-- EXCERPTED DATA start --

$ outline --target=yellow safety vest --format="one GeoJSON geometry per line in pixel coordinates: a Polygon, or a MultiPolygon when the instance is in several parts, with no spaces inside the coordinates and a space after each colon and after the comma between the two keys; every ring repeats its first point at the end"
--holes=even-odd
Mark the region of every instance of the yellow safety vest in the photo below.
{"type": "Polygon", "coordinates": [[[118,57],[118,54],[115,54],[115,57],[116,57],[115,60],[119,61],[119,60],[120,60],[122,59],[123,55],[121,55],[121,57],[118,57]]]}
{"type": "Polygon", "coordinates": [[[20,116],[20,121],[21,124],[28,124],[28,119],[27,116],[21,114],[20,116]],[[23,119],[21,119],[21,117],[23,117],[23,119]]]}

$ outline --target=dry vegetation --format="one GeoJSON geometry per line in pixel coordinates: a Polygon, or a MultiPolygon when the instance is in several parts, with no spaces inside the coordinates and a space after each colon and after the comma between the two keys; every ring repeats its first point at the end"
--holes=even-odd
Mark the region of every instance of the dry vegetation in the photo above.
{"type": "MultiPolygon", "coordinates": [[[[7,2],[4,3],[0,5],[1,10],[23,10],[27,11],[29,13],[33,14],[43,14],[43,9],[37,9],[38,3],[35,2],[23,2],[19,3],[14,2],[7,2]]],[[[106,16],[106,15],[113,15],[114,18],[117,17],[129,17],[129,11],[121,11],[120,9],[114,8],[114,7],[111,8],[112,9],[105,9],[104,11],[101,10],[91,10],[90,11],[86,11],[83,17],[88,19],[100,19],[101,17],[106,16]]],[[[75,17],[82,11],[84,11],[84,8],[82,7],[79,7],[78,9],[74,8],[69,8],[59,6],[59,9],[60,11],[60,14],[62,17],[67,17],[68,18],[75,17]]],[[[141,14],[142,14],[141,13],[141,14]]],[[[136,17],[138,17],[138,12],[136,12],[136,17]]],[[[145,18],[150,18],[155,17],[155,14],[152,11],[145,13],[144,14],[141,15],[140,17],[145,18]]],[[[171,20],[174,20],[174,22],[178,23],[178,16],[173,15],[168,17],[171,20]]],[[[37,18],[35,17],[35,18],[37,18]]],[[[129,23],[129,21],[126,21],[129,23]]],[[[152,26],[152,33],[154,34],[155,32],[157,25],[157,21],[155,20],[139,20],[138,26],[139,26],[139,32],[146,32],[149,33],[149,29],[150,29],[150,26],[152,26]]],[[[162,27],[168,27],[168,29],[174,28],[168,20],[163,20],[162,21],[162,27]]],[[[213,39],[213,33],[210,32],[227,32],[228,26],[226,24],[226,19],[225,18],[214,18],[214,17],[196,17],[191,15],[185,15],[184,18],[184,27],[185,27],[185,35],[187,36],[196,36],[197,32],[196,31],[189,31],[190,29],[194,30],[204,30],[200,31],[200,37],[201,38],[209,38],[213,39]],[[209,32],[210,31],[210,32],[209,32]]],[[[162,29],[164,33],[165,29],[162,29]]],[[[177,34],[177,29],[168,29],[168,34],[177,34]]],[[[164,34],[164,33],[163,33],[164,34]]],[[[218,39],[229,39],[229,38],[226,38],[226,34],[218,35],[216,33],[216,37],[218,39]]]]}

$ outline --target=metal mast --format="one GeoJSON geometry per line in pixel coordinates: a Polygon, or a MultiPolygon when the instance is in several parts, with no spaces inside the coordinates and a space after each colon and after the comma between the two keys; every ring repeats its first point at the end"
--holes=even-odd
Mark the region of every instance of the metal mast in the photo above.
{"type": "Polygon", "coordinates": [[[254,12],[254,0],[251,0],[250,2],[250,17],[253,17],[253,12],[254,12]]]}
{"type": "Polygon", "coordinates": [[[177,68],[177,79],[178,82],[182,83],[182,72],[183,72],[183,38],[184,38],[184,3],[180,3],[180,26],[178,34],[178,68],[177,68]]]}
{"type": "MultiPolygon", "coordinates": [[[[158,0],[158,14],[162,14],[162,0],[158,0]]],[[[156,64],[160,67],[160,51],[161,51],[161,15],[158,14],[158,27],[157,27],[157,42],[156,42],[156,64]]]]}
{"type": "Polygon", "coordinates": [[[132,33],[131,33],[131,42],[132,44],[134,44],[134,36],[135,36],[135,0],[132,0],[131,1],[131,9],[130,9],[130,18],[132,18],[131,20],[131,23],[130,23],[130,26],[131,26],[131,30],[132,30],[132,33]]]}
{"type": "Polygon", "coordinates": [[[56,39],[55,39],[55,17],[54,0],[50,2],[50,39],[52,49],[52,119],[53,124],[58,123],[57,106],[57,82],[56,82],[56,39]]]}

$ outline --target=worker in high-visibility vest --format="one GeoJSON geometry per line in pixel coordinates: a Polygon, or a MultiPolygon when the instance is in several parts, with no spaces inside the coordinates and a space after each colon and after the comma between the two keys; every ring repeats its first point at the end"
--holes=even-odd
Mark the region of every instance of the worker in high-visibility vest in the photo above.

-- EXCERPTED DATA end --

**OBJECTIVE:** Please copy all of the entries above line for line, changing nothing.

**ANSWER FOR THIS EXERCISE:**
$ outline --target=yellow safety vest --format="one GeoJSON geometry per line in pixel coordinates: a Polygon, or a MultiPolygon when the instance is in several parts, with no spaces inside the coordinates and a space after each colon and after the comma between the two keys; every ring repeats its first point at the end"
--holes=even-odd
Mark the region of every instance of the yellow safety vest in the photo below.
{"type": "Polygon", "coordinates": [[[118,57],[118,54],[115,54],[115,57],[116,57],[115,60],[119,61],[119,60],[120,60],[122,59],[123,55],[121,55],[121,57],[118,57]]]}
{"type": "Polygon", "coordinates": [[[20,116],[20,121],[21,124],[28,124],[28,119],[27,116],[21,114],[20,116]],[[23,119],[21,119],[21,117],[23,117],[23,119]]]}

$ outline --target=dry vegetation --format="one GeoJSON geometry per line in pixel coordinates: a Polygon, or a MultiPolygon when the instance is in several parts, with no spaces inside the coordinates and a space after each colon and after the comma between the two keys; every ring repeats its first point at the end"
--holes=even-odd
Mark the region of every instance of the dry vegetation in the photo above.
{"type": "MultiPolygon", "coordinates": [[[[7,2],[4,3],[0,5],[1,10],[23,10],[27,11],[29,13],[33,14],[43,14],[43,9],[37,9],[38,3],[35,2],[23,2],[19,3],[14,2],[7,2]]],[[[106,16],[106,15],[113,15],[114,18],[117,17],[129,17],[129,11],[121,11],[120,9],[114,8],[114,7],[111,8],[112,9],[105,9],[104,11],[101,10],[91,10],[90,11],[86,11],[83,17],[88,19],[100,19],[101,17],[106,16]]],[[[75,17],[82,11],[84,11],[84,8],[82,7],[79,7],[78,9],[74,8],[69,8],[59,6],[59,9],[60,11],[60,14],[62,17],[67,17],[68,18],[75,17]]],[[[141,14],[142,14],[141,13],[141,14]]],[[[136,17],[138,17],[138,12],[136,12],[136,17]]],[[[145,18],[150,18],[155,17],[155,14],[152,11],[145,13],[144,14],[141,15],[140,17],[145,18]]],[[[171,20],[174,20],[174,22],[178,23],[178,16],[173,15],[168,17],[171,20]]],[[[37,18],[35,17],[35,18],[37,18]]],[[[129,23],[129,21],[126,21],[129,23]]],[[[152,26],[152,33],[154,34],[155,32],[157,25],[157,21],[155,20],[139,20],[138,26],[139,26],[139,32],[146,32],[149,33],[149,29],[150,29],[150,26],[152,26]]],[[[162,27],[168,27],[168,29],[174,28],[168,20],[163,20],[162,21],[162,27]]],[[[213,39],[213,33],[210,32],[227,32],[228,26],[226,24],[226,19],[225,18],[214,18],[214,17],[196,17],[191,15],[185,15],[184,18],[184,27],[185,27],[185,35],[187,36],[196,36],[197,32],[196,31],[189,31],[190,29],[194,30],[204,30],[200,31],[200,37],[201,38],[209,38],[213,39]],[[209,32],[210,31],[210,32],[209,32]]],[[[162,29],[164,33],[165,29],[162,29]]],[[[177,34],[177,29],[168,29],[168,34],[177,34]]],[[[164,34],[164,33],[163,33],[164,34]]],[[[218,39],[229,39],[229,38],[226,38],[226,34],[218,35],[216,33],[216,37],[218,39]]]]}

$ outline --target=metal mast --format="one GeoJSON geometry per line in pixel coordinates: a Polygon, or a MultiPolygon when the instance is in several parts, with no spaces inside the coordinates and a space after each colon and after the comma between the two keys; every ring repeats its first point at the end"
--holes=even-odd
Mark the region of every instance of the metal mast in the photo above.
{"type": "Polygon", "coordinates": [[[254,12],[254,0],[251,0],[250,2],[250,17],[253,17],[253,12],[254,12]]]}
{"type": "Polygon", "coordinates": [[[177,68],[177,79],[178,82],[182,83],[182,72],[183,72],[183,38],[184,38],[184,3],[180,3],[180,26],[178,34],[178,68],[177,68]]]}
{"type": "MultiPolygon", "coordinates": [[[[158,0],[158,14],[162,14],[162,0],[158,0]]],[[[156,64],[160,67],[160,51],[161,51],[161,15],[158,14],[158,27],[157,27],[157,42],[156,42],[156,64]]]]}
{"type": "Polygon", "coordinates": [[[132,33],[131,33],[131,42],[132,44],[134,44],[134,36],[135,36],[135,0],[132,0],[131,1],[131,9],[130,9],[130,18],[132,18],[131,20],[131,23],[130,23],[130,26],[131,26],[131,30],[132,30],[132,33]]]}
{"type": "Polygon", "coordinates": [[[56,39],[55,39],[55,17],[54,0],[50,2],[50,39],[52,49],[52,119],[53,124],[58,123],[57,106],[57,82],[56,82],[56,39]]]}

$ outline --target=worker in high-visibility vest --format="one GeoJSON geometry per line in pixel coordinates: a Polygon, or a MultiPolygon when the instance is in several parts, with no spaces inside the coordinates and a space after each colon and after the comma between the two keys; every ring repeats its first point at the end"
--holes=even-odd
Mark the region of every instance of the worker in high-visibility vest in the photo above.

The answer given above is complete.